§ **Records for this task**

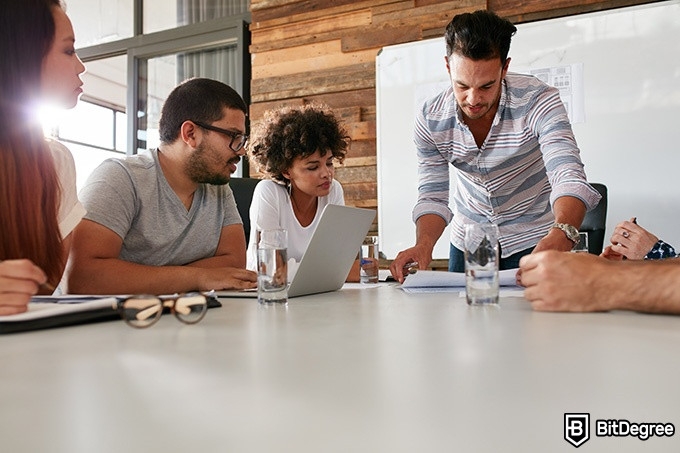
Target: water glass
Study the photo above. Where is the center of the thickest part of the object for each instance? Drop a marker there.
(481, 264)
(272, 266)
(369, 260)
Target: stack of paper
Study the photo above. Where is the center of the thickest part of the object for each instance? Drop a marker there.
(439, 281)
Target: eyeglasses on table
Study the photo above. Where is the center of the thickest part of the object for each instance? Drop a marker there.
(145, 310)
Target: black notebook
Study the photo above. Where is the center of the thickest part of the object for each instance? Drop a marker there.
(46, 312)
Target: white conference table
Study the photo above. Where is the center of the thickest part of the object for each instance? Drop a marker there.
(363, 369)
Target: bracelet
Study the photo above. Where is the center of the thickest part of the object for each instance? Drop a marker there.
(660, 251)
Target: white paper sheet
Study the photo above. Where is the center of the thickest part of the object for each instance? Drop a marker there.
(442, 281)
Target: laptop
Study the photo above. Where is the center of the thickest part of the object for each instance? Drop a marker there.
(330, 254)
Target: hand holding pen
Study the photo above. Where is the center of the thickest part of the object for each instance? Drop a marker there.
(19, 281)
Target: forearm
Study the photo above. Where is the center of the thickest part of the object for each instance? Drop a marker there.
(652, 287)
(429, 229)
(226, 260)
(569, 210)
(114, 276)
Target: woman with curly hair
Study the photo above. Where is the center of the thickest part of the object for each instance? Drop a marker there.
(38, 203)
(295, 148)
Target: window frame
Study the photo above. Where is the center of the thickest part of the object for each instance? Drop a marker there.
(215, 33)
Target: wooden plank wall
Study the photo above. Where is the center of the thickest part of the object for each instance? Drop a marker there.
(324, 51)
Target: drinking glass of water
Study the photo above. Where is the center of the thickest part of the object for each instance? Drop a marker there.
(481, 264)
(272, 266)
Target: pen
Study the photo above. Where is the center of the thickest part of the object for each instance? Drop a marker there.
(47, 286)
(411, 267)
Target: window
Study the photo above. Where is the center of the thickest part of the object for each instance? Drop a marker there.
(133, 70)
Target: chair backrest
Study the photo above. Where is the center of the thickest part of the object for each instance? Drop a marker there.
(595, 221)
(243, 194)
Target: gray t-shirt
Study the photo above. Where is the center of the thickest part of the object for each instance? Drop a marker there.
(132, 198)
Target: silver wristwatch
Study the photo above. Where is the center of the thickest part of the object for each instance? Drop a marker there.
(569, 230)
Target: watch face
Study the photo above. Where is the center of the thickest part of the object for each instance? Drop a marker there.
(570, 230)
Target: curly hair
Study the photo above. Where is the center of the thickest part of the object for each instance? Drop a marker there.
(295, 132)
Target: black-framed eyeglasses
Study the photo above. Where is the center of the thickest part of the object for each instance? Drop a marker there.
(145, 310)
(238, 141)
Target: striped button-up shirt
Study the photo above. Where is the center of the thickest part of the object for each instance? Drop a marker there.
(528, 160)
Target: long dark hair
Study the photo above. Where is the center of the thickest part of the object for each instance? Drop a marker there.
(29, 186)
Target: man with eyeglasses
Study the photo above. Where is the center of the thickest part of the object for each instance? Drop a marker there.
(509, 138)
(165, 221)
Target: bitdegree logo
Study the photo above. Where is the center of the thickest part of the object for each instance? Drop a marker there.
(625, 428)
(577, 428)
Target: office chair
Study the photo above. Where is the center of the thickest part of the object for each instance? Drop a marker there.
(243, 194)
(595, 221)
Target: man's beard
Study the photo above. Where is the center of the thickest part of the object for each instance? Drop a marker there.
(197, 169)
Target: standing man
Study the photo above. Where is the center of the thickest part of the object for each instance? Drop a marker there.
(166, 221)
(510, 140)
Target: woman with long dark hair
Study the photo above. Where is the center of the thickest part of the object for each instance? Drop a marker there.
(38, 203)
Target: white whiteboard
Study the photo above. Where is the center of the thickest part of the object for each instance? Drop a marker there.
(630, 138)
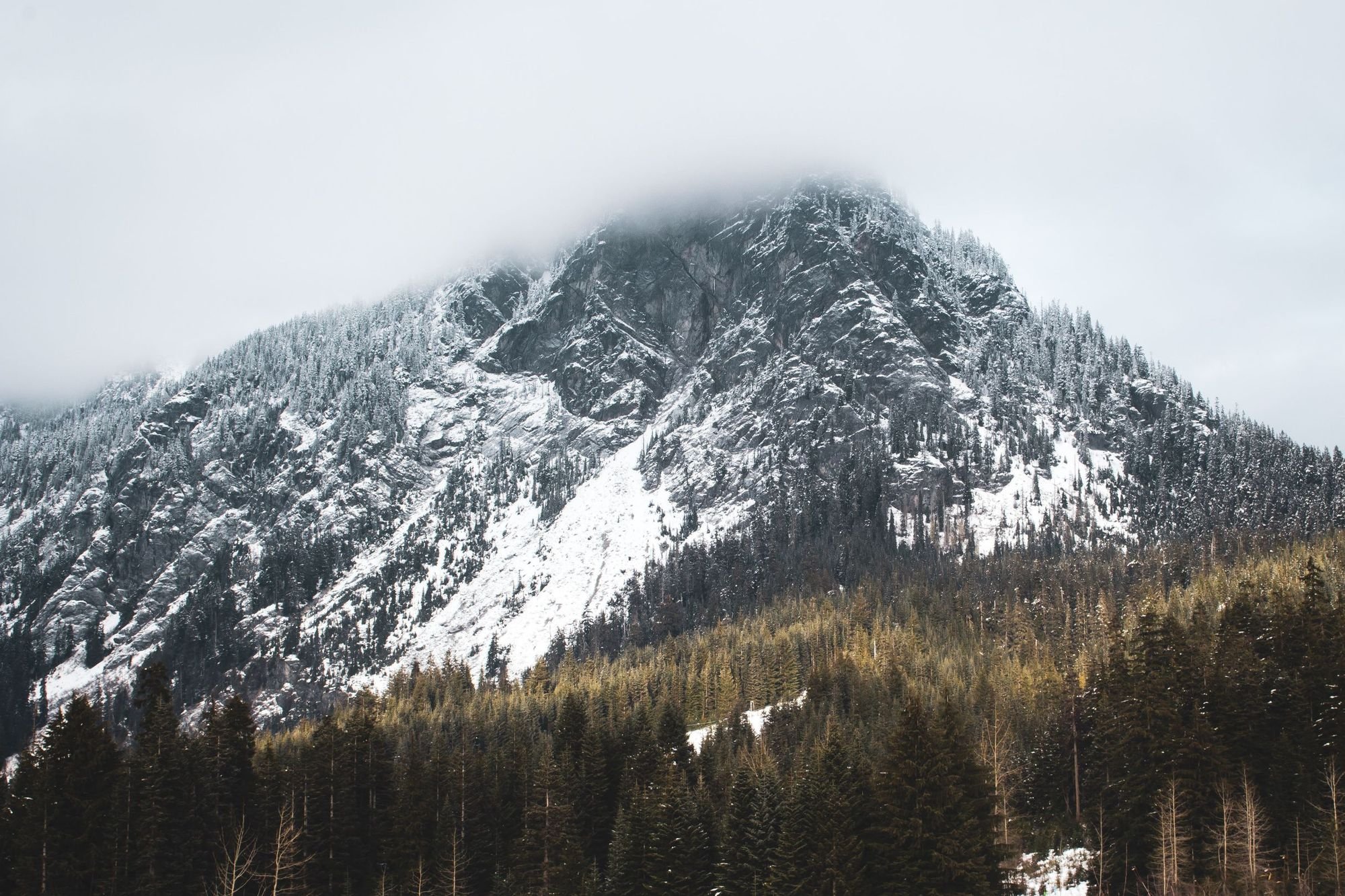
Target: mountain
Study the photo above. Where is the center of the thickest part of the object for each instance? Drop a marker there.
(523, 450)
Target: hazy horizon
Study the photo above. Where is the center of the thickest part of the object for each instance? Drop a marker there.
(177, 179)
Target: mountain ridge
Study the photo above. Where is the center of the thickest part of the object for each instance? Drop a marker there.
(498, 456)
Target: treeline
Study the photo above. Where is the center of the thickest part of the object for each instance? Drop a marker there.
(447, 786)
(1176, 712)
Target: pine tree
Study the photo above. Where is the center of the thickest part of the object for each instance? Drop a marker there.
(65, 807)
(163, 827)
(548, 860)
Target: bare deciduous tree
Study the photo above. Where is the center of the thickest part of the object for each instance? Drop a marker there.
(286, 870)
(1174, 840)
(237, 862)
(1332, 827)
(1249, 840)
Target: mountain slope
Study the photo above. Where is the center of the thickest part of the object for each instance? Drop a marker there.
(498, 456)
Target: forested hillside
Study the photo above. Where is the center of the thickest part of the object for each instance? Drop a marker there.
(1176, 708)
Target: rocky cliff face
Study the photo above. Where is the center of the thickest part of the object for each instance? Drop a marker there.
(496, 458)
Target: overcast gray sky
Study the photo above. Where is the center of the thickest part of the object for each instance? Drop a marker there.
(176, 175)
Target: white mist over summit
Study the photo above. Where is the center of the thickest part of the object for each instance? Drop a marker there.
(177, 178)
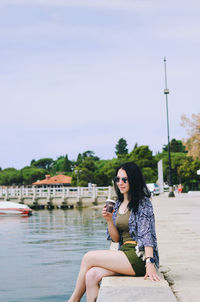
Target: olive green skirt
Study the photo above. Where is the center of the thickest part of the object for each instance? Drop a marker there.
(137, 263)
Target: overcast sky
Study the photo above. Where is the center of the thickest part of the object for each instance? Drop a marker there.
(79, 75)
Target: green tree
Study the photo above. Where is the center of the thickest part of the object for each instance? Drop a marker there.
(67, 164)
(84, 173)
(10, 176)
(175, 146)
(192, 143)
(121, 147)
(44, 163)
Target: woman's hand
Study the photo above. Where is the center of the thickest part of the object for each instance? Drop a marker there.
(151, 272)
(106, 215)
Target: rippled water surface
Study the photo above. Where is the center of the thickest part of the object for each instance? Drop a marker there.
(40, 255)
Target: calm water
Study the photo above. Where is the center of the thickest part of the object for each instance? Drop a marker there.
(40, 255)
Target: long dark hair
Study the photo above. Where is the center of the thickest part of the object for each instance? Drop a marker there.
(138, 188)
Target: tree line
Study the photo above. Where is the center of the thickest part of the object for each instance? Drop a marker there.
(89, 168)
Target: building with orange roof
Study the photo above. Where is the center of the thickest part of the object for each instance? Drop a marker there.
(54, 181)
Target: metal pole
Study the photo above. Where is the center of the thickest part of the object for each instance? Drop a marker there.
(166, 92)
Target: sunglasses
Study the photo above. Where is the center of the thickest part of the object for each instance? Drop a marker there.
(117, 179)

§ **What to do**
Restate each line from the start of the listing through the line bearing "Target: bracelet" word for word. Drop the pictures.

§ **Reply to the exercise**
Target: water glass
Study the photo above. Where is the center of the thickest part of the object for each instance? Drop a marker there.
(481, 264)
(272, 266)
(369, 260)
Target: stack of paper
Study the photo above. Where is the center of the thickest part of the object for each instance? Drop a marker there.
(439, 281)
Target: eyeglasses on table
Study the photo above. Where is the center of the thickest part of the object for each instance? Drop a marker there.
(145, 310)
Target: black notebook
Study the photo above. Where is the center of the thickest part of the object for each instance? Drop a marker there.
(46, 312)
Target: white conference table
Study the photo above. Where is the center of the thickest part of the object for each instance? Drop a marker there.
(363, 369)
Target: bracelet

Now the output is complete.